From the entries that follow, copy each line containing the word "truck".

Dataset entries
▬▬▬▬▬▬
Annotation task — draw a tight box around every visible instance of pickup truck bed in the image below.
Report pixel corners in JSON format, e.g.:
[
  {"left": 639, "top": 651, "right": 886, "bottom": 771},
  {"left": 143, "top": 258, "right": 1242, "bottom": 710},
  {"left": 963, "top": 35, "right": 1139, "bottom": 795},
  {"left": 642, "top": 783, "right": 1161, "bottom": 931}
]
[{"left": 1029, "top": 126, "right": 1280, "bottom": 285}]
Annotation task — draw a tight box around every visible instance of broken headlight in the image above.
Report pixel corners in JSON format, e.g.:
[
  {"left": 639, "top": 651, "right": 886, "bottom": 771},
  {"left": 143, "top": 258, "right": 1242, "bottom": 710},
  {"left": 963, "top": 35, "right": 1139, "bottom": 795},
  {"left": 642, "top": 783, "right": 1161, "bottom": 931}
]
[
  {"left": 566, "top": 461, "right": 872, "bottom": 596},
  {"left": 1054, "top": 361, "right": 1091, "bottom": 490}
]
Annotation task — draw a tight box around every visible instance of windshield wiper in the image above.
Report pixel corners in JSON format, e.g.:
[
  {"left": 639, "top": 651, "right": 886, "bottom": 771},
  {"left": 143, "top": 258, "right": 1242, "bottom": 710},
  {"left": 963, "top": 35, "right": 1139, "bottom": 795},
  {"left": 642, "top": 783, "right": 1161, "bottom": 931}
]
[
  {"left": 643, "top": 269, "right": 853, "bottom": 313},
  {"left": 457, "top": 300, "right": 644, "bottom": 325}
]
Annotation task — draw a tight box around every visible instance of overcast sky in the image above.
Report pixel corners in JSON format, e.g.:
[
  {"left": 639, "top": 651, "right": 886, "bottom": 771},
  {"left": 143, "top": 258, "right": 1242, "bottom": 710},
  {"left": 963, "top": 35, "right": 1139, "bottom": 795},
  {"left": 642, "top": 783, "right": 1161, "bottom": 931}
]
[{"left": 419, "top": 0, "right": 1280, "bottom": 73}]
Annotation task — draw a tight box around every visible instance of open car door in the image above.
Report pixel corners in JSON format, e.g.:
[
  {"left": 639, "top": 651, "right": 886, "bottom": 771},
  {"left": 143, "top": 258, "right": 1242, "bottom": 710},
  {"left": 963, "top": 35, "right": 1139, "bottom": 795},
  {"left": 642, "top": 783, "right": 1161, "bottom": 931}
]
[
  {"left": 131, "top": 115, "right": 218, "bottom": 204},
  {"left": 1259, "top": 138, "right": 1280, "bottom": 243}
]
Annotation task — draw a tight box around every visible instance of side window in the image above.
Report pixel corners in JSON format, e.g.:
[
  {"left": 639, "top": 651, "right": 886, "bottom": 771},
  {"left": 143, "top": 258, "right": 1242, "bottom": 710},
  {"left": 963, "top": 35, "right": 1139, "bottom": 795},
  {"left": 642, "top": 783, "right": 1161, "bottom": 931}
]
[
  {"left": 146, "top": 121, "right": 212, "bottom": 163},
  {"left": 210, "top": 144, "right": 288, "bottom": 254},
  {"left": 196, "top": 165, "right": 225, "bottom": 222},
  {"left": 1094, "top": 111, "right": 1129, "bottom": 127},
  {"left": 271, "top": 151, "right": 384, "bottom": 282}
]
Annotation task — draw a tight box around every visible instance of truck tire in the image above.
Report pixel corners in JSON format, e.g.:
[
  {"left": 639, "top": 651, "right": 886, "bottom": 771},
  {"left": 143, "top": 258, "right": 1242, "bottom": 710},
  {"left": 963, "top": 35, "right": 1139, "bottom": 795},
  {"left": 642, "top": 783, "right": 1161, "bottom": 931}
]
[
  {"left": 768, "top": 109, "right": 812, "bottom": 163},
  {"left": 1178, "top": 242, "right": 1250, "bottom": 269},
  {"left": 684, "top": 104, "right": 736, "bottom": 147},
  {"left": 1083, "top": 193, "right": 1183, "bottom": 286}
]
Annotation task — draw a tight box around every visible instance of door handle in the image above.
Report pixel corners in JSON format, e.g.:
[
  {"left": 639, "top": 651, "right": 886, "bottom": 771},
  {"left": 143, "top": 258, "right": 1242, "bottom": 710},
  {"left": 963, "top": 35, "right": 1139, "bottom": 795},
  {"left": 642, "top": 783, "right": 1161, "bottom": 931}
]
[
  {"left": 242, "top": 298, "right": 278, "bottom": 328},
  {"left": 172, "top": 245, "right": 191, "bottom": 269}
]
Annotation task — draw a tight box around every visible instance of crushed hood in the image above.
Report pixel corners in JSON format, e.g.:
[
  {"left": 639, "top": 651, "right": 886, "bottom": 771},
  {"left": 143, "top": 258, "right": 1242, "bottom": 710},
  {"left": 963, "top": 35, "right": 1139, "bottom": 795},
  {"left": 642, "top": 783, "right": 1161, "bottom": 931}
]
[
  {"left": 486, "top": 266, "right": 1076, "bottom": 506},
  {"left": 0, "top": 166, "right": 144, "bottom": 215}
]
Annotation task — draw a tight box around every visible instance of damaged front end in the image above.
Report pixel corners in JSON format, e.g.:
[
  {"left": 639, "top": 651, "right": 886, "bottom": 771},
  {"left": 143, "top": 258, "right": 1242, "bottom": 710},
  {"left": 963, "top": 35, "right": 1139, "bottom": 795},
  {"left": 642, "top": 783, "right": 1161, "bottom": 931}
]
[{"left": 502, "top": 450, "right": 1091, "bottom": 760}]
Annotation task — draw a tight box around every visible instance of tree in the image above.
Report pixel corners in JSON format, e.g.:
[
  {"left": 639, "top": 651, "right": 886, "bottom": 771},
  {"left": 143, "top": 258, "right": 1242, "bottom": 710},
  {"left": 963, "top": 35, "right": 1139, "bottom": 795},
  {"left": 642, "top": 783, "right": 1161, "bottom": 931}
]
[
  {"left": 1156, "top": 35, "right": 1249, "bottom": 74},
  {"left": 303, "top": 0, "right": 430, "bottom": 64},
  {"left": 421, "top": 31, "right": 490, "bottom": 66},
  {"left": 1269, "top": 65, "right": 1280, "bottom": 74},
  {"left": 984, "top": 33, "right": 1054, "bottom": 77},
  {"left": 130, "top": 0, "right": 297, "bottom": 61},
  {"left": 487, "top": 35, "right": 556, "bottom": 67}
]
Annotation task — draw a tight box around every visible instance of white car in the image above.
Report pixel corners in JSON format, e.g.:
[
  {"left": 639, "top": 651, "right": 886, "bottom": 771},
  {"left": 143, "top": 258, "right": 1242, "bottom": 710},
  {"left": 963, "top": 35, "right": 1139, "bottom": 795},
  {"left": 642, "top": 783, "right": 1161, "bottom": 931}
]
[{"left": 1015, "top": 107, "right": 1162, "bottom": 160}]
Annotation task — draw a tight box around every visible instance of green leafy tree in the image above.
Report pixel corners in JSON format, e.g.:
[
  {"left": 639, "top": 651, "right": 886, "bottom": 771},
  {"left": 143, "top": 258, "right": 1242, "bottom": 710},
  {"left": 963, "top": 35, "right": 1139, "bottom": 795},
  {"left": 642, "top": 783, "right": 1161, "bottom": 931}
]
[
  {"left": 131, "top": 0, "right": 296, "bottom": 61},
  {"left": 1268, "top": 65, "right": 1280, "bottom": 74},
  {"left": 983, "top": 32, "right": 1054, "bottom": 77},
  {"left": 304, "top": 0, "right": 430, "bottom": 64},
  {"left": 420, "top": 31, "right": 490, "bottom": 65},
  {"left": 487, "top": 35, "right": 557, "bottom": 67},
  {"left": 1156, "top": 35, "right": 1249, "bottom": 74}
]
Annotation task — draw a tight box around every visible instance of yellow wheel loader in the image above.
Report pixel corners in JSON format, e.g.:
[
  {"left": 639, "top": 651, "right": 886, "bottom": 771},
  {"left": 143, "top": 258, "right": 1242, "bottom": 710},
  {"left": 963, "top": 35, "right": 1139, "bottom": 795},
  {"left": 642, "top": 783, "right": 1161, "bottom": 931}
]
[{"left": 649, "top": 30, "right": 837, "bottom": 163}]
▬▬▬▬▬▬
**ANSWER SPACE**
Annotation task — draw a tight box around every visible instance of pickup truck bed in the image below.
Annotation task — draw a tight box around every visible instance of truck tire in the image above.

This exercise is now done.